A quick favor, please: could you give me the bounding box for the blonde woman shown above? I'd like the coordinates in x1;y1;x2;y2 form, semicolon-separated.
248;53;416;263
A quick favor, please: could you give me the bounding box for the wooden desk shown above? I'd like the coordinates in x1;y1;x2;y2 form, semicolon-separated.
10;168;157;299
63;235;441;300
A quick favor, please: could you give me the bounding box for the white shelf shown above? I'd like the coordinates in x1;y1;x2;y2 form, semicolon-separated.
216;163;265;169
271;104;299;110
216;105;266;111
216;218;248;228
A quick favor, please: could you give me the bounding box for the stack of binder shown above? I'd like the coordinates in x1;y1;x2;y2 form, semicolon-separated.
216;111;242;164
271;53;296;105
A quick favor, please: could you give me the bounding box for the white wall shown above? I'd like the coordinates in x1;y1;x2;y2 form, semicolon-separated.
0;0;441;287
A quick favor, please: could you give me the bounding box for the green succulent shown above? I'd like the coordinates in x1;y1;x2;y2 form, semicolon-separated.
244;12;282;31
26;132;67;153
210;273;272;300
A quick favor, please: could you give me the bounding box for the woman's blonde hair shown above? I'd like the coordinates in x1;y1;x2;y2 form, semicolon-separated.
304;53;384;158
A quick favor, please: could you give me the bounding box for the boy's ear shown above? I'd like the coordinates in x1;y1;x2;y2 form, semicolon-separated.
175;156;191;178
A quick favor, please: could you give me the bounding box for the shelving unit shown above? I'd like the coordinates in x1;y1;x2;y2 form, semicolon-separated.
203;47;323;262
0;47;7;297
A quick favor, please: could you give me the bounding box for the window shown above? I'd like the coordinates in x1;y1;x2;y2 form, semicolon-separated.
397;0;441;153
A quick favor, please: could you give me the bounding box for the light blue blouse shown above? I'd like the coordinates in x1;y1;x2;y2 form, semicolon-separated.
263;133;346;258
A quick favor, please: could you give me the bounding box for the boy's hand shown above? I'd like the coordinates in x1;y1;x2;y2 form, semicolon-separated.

☆ ☆ ☆ ☆ ☆

Short task: Can you lay out the material between the line holding "for the window" and the line holding "397;0;441;153", inclusive, as a Markdown table with columns Row and Line, skipping blank lines?

Task result:
| Row | Line |
|---|---|
| 1 | A quick favor, please: could you give me the bounding box for the window shown above? I'd like the coordinates in x1;y1;x2;y2 form, semicolon-separated. |
| 2 | 397;0;441;153 |